*** SUPPLIED PASSAGE ***

They visited banks in the morning, but were deterred by the long queues, often chaotic. They went to ATMs but most of them were shut. They made desperate calls to the foreign exchange bureau, but met with a cold response. Compounding their woes, the match timings were more or less the same as those at the bank.
“What else could we do, so we went ATM-hunting. It was a city detour for us and I can proudly say that I have walked down the entire city,” chuckles Thompson.
The next few days, he says, were spent researching how they could get rid of the notes without going to the bank. That’s when a few England cricketers came to the rescue. “One among us knew a couple of players well. We came to know that the hotel they were staying in accepted old notes from them. So we’d give it to them and they would help us exchange the money. We got almost Rs 9,000 that way. But then, we can’t give all the notes to them,” says Thompson.
Once again, he says, the assistant manager came to their rescue. “He knew a couple of people in the bank, and he took us through the back door. We felt guilty and shameful, because so many people were standing in the sun and we were given a preferential treatment,” says Thompson.
“If it were to happen in England, if they were to ban 5 and 10 pound notes, there will be riots for sure. Here, I think people were much tolerant, and it busted some of our perceptions of the country,” he says.
Finally, the cricket fans managed to exchange all the old notes they possessed. And by the time they left Rajkot, the new goal was to spend money wisely. “We scrapped some of our touring plans, like visiting the Gir forests to watch the lions. We know we have to be really wise in spending our money from hereon. In a sense, it has been a lesson for us to not over-spend. If we follow the same discipline next year, we can save a lot of money,” grins Thompson.

*** End of SUPPLIED PASSAGE ***
*** PROVIDED MATERIAL ***

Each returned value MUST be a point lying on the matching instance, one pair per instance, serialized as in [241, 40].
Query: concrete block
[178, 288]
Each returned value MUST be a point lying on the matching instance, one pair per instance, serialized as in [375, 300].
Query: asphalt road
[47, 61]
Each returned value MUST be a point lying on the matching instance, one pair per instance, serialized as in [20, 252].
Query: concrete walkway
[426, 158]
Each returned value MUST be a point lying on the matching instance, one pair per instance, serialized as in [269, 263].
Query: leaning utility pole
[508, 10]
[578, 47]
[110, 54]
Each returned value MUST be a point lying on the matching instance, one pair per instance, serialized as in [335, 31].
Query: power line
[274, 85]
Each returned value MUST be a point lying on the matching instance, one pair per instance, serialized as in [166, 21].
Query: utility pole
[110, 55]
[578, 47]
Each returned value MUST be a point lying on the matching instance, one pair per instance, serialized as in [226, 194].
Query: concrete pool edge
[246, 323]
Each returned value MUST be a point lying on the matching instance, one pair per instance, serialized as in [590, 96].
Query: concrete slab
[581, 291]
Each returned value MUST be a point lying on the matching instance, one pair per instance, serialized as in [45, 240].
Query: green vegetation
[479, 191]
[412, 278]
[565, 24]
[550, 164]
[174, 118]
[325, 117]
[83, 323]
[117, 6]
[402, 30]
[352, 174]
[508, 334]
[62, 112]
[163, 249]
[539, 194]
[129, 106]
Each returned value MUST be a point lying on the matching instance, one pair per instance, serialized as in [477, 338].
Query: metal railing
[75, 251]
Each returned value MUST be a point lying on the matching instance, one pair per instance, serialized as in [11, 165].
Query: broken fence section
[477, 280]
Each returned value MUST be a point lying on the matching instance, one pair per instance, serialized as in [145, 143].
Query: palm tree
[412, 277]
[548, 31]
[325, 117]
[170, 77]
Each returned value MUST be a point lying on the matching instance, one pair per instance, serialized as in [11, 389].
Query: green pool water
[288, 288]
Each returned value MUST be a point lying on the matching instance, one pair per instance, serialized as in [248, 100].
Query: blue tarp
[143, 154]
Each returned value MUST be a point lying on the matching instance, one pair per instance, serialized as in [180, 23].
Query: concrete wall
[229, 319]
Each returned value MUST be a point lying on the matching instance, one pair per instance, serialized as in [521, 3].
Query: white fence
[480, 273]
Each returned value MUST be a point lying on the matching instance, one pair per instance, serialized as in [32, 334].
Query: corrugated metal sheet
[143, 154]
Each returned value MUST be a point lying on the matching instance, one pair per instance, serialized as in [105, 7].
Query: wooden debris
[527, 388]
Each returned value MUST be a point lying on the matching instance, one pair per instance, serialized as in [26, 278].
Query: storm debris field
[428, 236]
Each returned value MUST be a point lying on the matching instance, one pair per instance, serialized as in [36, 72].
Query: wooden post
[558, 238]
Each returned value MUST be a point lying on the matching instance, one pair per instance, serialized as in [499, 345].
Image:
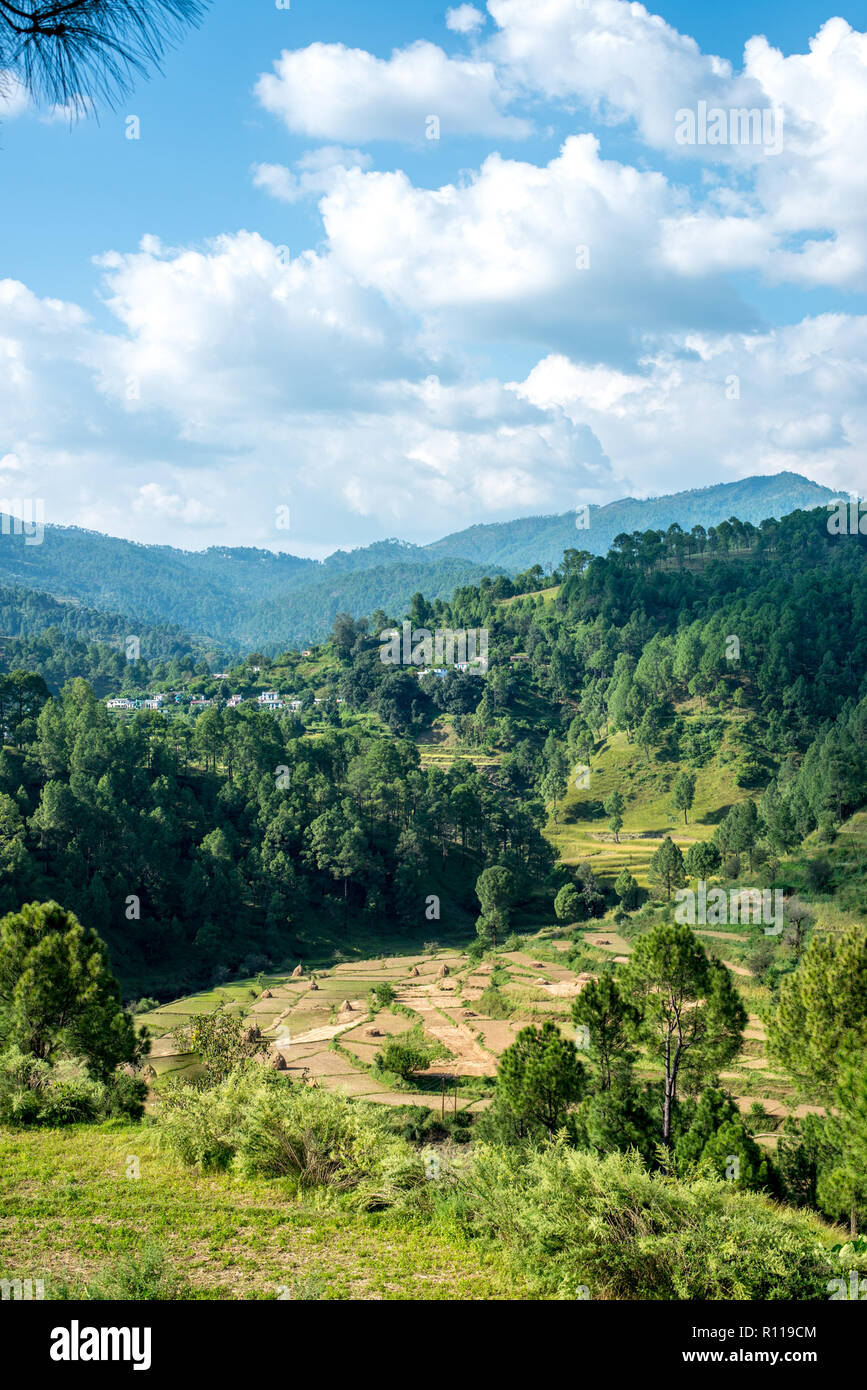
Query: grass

*** End of PROVIDED MATERIAL ***
*** PROVIDED MATERIAL ***

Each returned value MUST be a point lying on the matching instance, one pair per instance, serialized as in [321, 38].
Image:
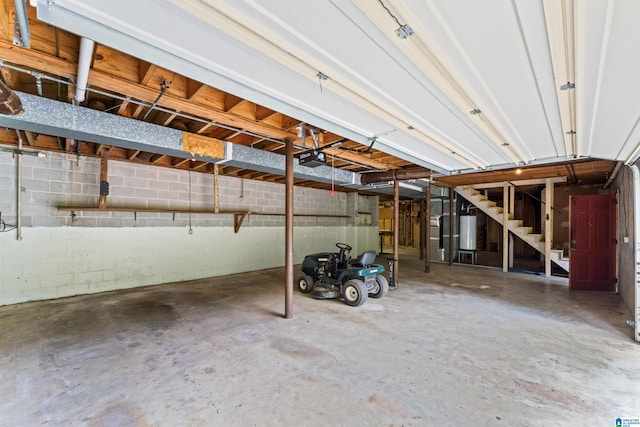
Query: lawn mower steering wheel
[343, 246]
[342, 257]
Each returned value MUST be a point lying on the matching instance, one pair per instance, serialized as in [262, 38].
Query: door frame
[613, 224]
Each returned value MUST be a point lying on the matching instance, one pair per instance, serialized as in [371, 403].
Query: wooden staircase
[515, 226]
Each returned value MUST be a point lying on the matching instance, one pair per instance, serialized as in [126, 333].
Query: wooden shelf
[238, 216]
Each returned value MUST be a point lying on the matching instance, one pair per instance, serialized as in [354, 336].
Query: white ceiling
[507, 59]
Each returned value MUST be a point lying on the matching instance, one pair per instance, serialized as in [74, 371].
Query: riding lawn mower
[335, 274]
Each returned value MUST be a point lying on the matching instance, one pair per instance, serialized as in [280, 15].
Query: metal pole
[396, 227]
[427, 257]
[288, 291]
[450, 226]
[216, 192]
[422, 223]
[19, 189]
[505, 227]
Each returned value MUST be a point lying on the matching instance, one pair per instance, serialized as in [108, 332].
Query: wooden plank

*** End of PROVIDED MATERIAL ***

- DIRECTIONS
[A] List every distinct verb the passage on the cricket fans' currency troubles uses to attribute words to Thompson.
[B] Reproduce word for word everything from "They visited banks" down to "at the bank." in the passage on the cricket fans' currency troubles.

- RESPONSES
[A] chuckles, says, grins

[B]
They visited banks in the morning, but were deterred by the long queues, often chaotic. They went to ATMs but most of them were shut. They made desperate calls to the foreign exchange bureau, but met with a cold response. Compounding their woes, the match timings were more or less the same as those at the bank.